* WORK TASK *
Find the line with "Target: shadow under popcorn" and the line with "Target: white cloud" in the entries below; output exactly those two lines, every line between them, and no others.

[Natural-language object grounding data]
^^^^
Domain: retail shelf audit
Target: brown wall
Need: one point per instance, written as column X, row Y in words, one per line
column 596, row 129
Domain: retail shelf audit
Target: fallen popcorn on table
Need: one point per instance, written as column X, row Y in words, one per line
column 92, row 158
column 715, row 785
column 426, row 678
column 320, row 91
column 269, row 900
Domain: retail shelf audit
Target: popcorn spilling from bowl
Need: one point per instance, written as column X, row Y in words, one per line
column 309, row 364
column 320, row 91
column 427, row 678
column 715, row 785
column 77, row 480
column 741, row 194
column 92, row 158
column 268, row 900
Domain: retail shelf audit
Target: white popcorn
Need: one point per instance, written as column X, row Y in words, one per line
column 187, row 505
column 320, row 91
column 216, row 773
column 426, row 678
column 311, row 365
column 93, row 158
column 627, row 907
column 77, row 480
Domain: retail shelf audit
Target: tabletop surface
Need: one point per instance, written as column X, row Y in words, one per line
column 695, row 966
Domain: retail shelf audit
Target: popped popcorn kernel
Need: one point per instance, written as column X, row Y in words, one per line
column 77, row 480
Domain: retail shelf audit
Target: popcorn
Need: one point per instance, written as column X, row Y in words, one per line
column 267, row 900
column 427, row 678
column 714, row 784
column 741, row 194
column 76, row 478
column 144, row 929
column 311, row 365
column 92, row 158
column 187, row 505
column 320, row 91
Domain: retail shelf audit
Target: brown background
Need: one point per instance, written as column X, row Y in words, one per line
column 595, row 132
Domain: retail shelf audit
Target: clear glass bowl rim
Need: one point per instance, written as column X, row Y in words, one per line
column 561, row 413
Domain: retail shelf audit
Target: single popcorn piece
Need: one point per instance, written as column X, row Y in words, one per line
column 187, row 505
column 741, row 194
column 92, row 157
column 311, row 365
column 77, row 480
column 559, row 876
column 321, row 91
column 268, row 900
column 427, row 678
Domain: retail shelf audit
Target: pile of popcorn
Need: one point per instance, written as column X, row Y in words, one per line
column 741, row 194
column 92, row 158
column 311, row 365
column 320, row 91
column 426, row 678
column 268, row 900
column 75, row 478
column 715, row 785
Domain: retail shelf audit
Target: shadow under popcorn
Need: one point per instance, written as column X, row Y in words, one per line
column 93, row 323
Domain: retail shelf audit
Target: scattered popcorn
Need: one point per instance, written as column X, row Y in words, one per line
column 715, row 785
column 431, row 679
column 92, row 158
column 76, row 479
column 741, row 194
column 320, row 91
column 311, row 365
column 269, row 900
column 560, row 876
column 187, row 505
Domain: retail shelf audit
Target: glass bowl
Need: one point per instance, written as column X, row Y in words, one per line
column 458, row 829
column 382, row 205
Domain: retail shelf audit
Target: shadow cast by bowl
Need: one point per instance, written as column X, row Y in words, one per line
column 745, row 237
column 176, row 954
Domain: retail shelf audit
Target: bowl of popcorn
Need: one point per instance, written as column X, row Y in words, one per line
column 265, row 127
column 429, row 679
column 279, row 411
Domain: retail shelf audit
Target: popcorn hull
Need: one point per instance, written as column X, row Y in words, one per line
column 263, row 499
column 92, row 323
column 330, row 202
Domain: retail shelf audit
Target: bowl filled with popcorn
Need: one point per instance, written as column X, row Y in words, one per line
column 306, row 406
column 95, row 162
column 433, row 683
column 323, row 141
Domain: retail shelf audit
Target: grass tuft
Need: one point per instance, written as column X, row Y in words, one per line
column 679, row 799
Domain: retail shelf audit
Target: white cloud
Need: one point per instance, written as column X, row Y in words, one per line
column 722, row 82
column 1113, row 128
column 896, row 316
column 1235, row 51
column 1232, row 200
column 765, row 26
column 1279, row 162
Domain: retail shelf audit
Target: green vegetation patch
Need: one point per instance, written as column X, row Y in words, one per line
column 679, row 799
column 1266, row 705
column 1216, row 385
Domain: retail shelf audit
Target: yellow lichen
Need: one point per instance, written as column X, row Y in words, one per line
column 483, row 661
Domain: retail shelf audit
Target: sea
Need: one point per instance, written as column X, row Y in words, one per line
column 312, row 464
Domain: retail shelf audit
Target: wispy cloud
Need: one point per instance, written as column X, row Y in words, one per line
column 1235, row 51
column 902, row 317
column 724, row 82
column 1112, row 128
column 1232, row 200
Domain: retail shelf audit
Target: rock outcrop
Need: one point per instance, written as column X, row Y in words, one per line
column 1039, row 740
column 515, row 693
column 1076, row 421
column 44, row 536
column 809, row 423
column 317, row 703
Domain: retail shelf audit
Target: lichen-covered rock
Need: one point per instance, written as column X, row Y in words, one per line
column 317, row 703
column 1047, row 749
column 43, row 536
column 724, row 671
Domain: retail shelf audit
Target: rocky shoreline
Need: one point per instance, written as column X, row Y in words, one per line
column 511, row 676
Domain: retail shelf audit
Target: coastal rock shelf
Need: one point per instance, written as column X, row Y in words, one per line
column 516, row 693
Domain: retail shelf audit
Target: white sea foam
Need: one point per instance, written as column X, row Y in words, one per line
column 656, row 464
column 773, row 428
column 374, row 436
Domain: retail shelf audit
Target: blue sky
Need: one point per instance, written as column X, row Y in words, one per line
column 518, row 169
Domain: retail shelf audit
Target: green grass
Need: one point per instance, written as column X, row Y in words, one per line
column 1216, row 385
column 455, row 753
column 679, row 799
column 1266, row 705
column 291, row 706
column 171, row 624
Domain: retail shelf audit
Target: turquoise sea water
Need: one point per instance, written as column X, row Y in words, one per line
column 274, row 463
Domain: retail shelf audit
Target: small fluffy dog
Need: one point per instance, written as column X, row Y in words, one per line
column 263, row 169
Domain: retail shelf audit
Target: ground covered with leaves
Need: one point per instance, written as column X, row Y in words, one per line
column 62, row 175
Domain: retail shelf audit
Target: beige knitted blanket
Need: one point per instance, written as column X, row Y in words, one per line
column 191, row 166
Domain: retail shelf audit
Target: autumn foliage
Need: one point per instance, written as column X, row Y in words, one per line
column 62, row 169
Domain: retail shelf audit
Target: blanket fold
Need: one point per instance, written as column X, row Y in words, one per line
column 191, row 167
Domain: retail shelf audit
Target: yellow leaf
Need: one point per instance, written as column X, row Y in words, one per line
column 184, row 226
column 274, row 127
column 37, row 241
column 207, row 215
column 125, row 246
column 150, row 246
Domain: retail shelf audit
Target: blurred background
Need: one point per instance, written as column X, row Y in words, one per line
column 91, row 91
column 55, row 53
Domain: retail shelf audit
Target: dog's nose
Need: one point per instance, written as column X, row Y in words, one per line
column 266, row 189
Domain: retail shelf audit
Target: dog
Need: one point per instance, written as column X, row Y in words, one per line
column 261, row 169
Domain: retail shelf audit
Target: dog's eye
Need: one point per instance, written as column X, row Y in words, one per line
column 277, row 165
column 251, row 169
^^^^
* WRITTEN RESPONSE *
Target: shadow under popcorn
Need: one point per instance, written as column X, row Y in words, one per line
column 93, row 323
Domain: retail shelf audit
Target: scattered popcorn
Need: one point per instance, written as column X, row Y in words, one per line
column 715, row 785
column 431, row 679
column 92, row 158
column 76, row 479
column 741, row 194
column 320, row 91
column 311, row 365
column 269, row 900
column 560, row 876
column 187, row 505
Domain: retail shelf audit
Target: glass bowl
Need: one point per instance, written as column X, row Y in words, one per line
column 458, row 829
column 382, row 205
Domain: retail shelf audit
Target: shadow cast by bowl
Need: one point per instance, written as column X, row Y in words, one per line
column 745, row 237
column 176, row 954
Domain: retail shelf audit
Target: bowl of popcorn
Need: one point per instance, written as column X, row Y in words, one per line
column 265, row 127
column 429, row 679
column 279, row 411
Domain: retail shelf audit
Target: popcorn hull
Need: one point per instance, written as column X, row Y in words, one per line
column 263, row 499
column 92, row 323
column 330, row 202
Domain: retail shelf audit
Target: bowl filled with popcorn
Need: one point per instance, written as column X, row Y in words, one per line
column 306, row 406
column 95, row 162
column 433, row 683
column 323, row 141
Domain: retail shelf audit
Target: grass tuft
Need: one point per instance, written as column X, row Y in words, one per line
column 679, row 799
Domain: retail shelf audit
Target: white cloud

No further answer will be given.